◆ Required work
1 – In the passage on relative atomic masses, what atomic mass was found for lithium?
2 – Determine how many lines of the records contain the string "this", treating case as significant. Reply with the number alone.

Earlier, we saw how the mass spectrometer could be used to determine the relative masses of atoms. We determined, for example, that Li had an atomic mass of 7 AMU while C had an atomic mass of 12 AMU. These were considered relative weights because we really had no idea what an AMU was, except that, by definition, whatever H’s mass, it was approximately 1 AMU.

The problem:

Consider the chemical combination of carbon and lithium: xC + yLi => LiyCx.

But, what numbers are x and y? Since the mass spectrometer was not available in the 18th and 19th centuries when molecular formulas were determined leading to the discovery of combining capacity, other methods of determining “x” and “y” were necessary.

◆ Provided data
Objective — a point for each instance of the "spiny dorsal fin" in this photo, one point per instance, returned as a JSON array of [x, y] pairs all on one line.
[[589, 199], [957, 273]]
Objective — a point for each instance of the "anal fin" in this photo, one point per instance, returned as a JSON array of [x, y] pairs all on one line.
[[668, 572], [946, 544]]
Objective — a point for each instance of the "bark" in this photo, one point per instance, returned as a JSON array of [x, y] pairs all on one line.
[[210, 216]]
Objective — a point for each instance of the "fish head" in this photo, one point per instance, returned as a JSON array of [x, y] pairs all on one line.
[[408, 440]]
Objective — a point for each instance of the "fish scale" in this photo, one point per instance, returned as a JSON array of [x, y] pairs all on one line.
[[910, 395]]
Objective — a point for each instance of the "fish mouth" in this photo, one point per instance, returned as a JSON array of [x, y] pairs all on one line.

◆ Outputs for the tasks
1 – 7 AMU

2 – 6